**Supplied records**
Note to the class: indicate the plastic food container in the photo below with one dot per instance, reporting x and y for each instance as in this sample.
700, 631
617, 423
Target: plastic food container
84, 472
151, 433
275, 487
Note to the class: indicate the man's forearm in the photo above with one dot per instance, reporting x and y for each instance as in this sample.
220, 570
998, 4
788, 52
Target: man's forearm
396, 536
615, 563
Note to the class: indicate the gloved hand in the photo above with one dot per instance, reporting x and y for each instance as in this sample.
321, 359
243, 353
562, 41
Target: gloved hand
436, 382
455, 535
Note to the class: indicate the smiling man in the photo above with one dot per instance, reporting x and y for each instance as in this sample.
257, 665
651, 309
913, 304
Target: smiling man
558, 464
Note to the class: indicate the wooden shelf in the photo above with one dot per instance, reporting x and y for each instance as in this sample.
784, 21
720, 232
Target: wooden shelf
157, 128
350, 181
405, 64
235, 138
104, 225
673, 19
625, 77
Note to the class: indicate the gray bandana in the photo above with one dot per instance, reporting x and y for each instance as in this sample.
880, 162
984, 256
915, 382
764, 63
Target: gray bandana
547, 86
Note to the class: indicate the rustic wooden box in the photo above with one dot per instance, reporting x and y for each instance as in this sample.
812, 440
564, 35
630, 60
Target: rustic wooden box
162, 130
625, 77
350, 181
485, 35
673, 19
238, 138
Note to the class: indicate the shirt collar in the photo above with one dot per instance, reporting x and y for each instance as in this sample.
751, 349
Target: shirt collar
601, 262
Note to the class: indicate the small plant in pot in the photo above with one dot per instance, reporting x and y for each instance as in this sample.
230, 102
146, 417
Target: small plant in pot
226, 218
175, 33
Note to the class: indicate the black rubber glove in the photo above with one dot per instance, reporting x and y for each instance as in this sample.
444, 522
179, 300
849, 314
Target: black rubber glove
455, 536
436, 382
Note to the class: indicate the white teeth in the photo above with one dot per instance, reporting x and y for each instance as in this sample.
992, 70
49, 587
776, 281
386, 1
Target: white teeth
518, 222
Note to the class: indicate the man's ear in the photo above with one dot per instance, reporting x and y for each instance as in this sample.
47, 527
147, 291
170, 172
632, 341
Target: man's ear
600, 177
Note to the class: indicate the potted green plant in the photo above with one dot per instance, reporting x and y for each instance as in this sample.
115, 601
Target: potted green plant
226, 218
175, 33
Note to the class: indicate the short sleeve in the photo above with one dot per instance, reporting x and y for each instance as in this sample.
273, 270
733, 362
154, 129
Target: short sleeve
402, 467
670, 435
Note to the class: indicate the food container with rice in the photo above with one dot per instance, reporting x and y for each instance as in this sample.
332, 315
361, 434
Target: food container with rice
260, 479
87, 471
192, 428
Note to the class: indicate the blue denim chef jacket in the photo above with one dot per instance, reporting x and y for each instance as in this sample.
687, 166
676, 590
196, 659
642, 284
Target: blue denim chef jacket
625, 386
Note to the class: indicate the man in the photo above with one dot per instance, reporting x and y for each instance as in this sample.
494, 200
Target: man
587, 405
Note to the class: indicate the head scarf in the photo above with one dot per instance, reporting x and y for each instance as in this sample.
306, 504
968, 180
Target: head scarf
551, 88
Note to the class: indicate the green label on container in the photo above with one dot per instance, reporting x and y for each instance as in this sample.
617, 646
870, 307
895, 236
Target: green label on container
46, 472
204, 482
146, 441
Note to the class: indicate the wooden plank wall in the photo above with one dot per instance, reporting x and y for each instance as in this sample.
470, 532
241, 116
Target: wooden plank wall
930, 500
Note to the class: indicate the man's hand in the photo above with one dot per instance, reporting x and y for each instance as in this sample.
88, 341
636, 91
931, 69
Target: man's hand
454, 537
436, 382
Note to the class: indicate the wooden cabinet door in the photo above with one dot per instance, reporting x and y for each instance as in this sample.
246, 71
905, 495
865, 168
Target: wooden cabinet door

**Written exercise**
Write out the whole listing again. Match it word for word.

**Task solution**
Note to the class: indicate the plastic food container in the photo below with one dot per instance, reporting x and y for each instance as in this sample.
700, 631
617, 423
Target: plastic food container
84, 472
151, 433
275, 487
Note to the class: indicate the man's forearm in the photo above with one dot per instance, reporting x and y for each instance as in this sample.
220, 570
998, 4
788, 52
Target: man's forearm
396, 536
615, 563
Note to the class: indicate the gloved hand in the photo above with one dot per instance, reporting x and y for each instance as in this sample.
321, 359
243, 353
562, 41
Target: gloved hand
436, 382
455, 535
Note to the class: indicate the smiling man in the photo above with one dot per instance, reporting x and y for each instance as in this sample.
257, 665
651, 309
913, 304
Target: smiling man
558, 464
Note to the class: indicate the wooden shelf in the photo above with one dot per instance, reporting x and y for each instance as in this sample.
784, 21
720, 232
Target: wooden shelf
157, 128
350, 181
405, 64
235, 138
104, 225
673, 19
625, 77
Note to the class: indicate the gray bandana in the photo above with one dot per instance, reporting x and y for each instance as in this sample.
880, 162
984, 256
915, 382
764, 63
Target: gray bandana
547, 86
Note to the class: indicate the rustic wooden box in the photo above with one dot per instance, reporting x and y for each instance as in this sample.
812, 440
564, 35
630, 60
Target: rustic wooden box
162, 130
625, 77
350, 181
485, 35
673, 19
238, 138
Note to the class: indicate the shirt collar in the photo above with one dot per instance, reporting x and y for each instance as in this sample.
751, 349
Target: shirt collar
601, 262
Note to the class: indicate the small plant in pot in the photo above with one dot per instance, reporting x and y for each instance as in this sample.
230, 102
146, 417
Target: small plant in pot
226, 218
175, 33
Note to the class: indicate the black rubber glove in the photo above with one dot per instance, reporting x and y for each instance as in this sample.
444, 522
179, 300
849, 314
Target: black rubber glove
455, 536
436, 382
Note to the class: indicate the white teeth in the photo above with one dot per instance, reporting x and y for each instance as in this sample.
992, 70
49, 587
776, 281
386, 1
Target: white teeth
518, 222
Note to the class: indicate the man's ear in the photo above with one dot per instance, reporting x and y for each instance as in this sample.
47, 527
147, 291
170, 172
632, 341
Target: man's ear
600, 177
Note to the class: indicate the potted green plant in the photo above with one dot per instance, reporting x and y for each instance as in this sample.
115, 601
Target: potted green plant
226, 218
175, 33
Note to the class: indicate the short sleeve in the photo above with one dot per instance, reporting x and y for each instance as in this sample.
273, 270
733, 362
154, 129
Target: short sleeve
402, 467
670, 435
Note to the class: indicate the food container with rice in the photo above with one dot per instance, reporting x and y for each instance as in this sample.
332, 315
361, 434
Target: food container with rice
260, 479
87, 471
192, 428
Note to the class: indicate the blue denim chef jacket in the photo above with one dot per instance, reporting x and y for each instance as in this sample.
687, 166
676, 590
196, 659
642, 284
Target: blue denim chef jacket
625, 386
Note to the class: indicate the man in the photo above with one dot per instance, reporting x and y for each instance as in this sample.
494, 200
Target: man
587, 405
Note to the class: indicate the head scarf in the photo above with one dot per instance, reporting x and y for each instance as in this sample.
306, 504
968, 180
Target: head scarf
551, 88
Note to the class: indicate the green label on container in the photo above with one dot per instance, reporting x and y for each instance as in this sample.
617, 646
870, 307
895, 236
Target: green label on container
46, 472
204, 482
146, 441
Note to the class: indicate the wooden plank wall in the photo above with one dot per instance, reporting x and y for each instance as in this sample.
470, 532
241, 116
Target: wooden plank wall
930, 500
Note to the class: indicate the man's hand in the photo above with one dot per instance, reporting x and y for each instance as in this sample.
88, 341
636, 91
931, 69
Target: man's hand
454, 537
436, 382
Note to the class: indicate the wooden cabinet door in the photo above with one dot per instance, reporting x and y for each instance as in this sample.
246, 71
905, 495
865, 168
Target: wooden cabinet door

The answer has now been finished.